Infelizmente “Searching for the Light” foi um fracasso de público ainda que um sucesso de crítica dos veículos especializados. Outro fator importante desse álbum foi a mudança das composições deixarem de ser em português e passarem a ser em inglês, isso vai colocar o Dorsal Atlântica apontado para o mercado internacional, não que cantar em português fosse uma grande barreira, mas era um dificultador importante. Ademais é sempre importante entender que o universalismo que a cultura metal propaga perpassa pela língua inglesa e era uma forma de encurtar estas fronteiras e dimensões físicas que possuíamos, precisamos sempre lembrar que a internet era algo ainda muito distante de nossas compreensões e do nosso cotidiano, as informações por aqui eram através das lojas especializadas, as revistas e as importações que fazíamos através de contatos via correspondência com pessoas, zines, bandas e tape traders, esse era o principal meio de conhecimento mútuo que tínhamos a nossa disposição e isso durou por muito tempo, diria que vai atravessar os anos 2000 desse jeito.
══════
Prossiga com o texto sobre o álbum “Searching for the Light”, do Dorsal Atlântica, a partir do ponto em que ele termina. Os registros provêm de outra fonte.

(Parte de um arquivo de dados)
══════
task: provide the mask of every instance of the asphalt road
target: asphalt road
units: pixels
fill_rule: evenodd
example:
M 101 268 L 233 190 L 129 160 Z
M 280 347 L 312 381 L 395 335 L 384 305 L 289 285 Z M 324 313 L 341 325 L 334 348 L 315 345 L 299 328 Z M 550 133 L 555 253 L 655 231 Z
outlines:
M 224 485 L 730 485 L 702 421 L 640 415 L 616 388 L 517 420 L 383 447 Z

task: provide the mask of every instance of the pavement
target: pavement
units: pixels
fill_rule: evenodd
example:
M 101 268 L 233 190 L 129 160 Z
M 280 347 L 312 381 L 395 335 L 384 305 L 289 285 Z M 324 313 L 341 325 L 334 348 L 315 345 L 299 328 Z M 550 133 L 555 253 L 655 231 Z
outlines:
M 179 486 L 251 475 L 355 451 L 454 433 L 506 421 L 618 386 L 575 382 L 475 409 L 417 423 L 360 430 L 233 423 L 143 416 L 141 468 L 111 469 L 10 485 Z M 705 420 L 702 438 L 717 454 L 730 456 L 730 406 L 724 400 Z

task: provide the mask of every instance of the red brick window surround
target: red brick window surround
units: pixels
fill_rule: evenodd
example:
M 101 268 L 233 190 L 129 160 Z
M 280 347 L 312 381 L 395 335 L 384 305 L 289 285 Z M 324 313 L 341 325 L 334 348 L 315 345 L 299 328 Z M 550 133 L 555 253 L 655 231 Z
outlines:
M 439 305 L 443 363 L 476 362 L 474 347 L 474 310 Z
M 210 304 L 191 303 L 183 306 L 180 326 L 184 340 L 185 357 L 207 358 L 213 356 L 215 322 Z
══════
● Resposta à tarefa
Dorsal Atlântica era uma banda em franca ascensão criativa, artística, mas era uma banda fragilizada pela falta de capital, falta de apoio e de uma gravadora potente que pudesse dar o alicerce ideal ao seu grande potencial. Isso foi minando as forças da banda, que também não tinha a estrutura necessária para fazer turnês, por exemplo, ainda que estivesse como preferência em tocar com bandas internacionais no Brasil, praticamente, Dorsal Atlântica abria grandes shows com alguma frequência, mas isso não fazia da banda um grupo autossustentável. Para a promoção deste álbum houve um planejamento para uma turnê internacional que acabou não acontecendo e isso desestimulou a continuidade do grupo, tendo seu baterista perdido por outros estilos musicais mais rentáveis e assistindo a cena brasileira tomar rumos estranhos, onde as bandas autorais começaram a perder espaço para bandas cover de outras bandas internacionais… pense na crise!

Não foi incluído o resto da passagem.